* [Objective]:
Could you update the entries below, from the line containing "For this drill the class indicates the spiky" through the end, so that "flower head" becomes "seed head" and all else stays unchanged? Give only that stretch again, without the pictures.
[BEGIN]
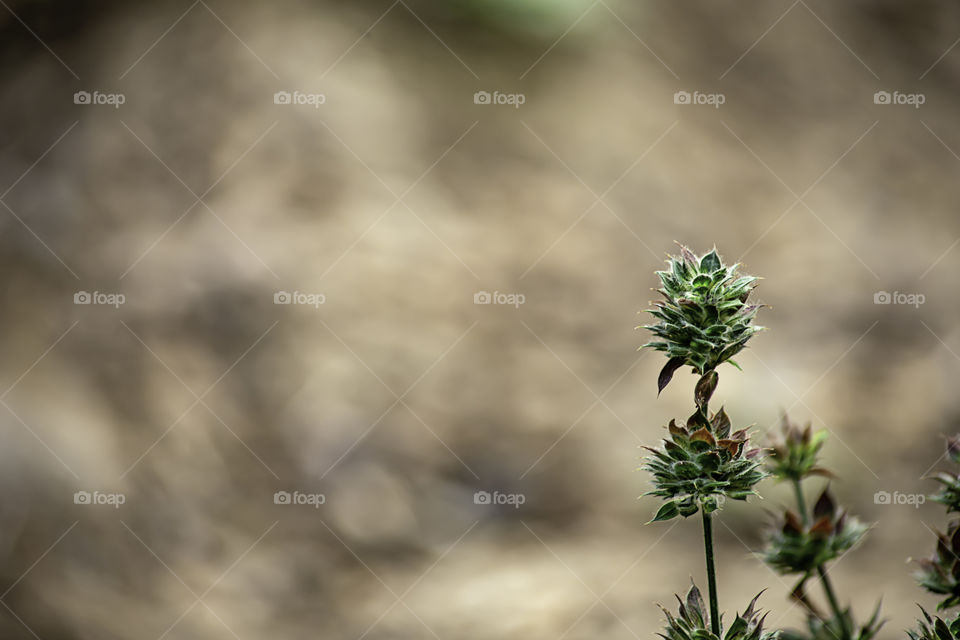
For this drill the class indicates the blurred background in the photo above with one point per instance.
(285, 285)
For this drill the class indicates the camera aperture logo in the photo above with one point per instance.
(98, 297)
(512, 299)
(298, 97)
(912, 299)
(99, 498)
(299, 297)
(98, 98)
(298, 498)
(896, 97)
(512, 99)
(500, 499)
(710, 99)
(912, 499)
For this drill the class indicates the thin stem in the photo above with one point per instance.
(821, 571)
(801, 503)
(834, 604)
(711, 573)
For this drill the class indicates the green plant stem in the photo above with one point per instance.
(711, 573)
(821, 571)
(831, 596)
(801, 503)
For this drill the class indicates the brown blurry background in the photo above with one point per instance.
(398, 199)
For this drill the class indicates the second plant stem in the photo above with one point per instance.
(821, 571)
(711, 573)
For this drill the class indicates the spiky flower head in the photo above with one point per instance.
(693, 622)
(793, 455)
(798, 548)
(704, 317)
(700, 464)
(935, 628)
(940, 573)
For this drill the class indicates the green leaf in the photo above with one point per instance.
(710, 262)
(705, 388)
(666, 374)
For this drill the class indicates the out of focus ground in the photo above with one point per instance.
(399, 199)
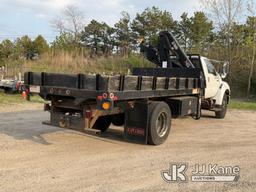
[END]
* [Full answer]:
For this drill the class indicates the spiky seed head in the photo above with one point per instance.
(693, 622)
(793, 455)
(798, 548)
(704, 317)
(700, 464)
(935, 628)
(940, 573)
For this drill the class indicates the green leaf in the photo above with one point per instance.
(710, 262)
(705, 388)
(666, 374)
For this drill the class indicates the out of focus ground in the photo above with one point per instance.
(399, 199)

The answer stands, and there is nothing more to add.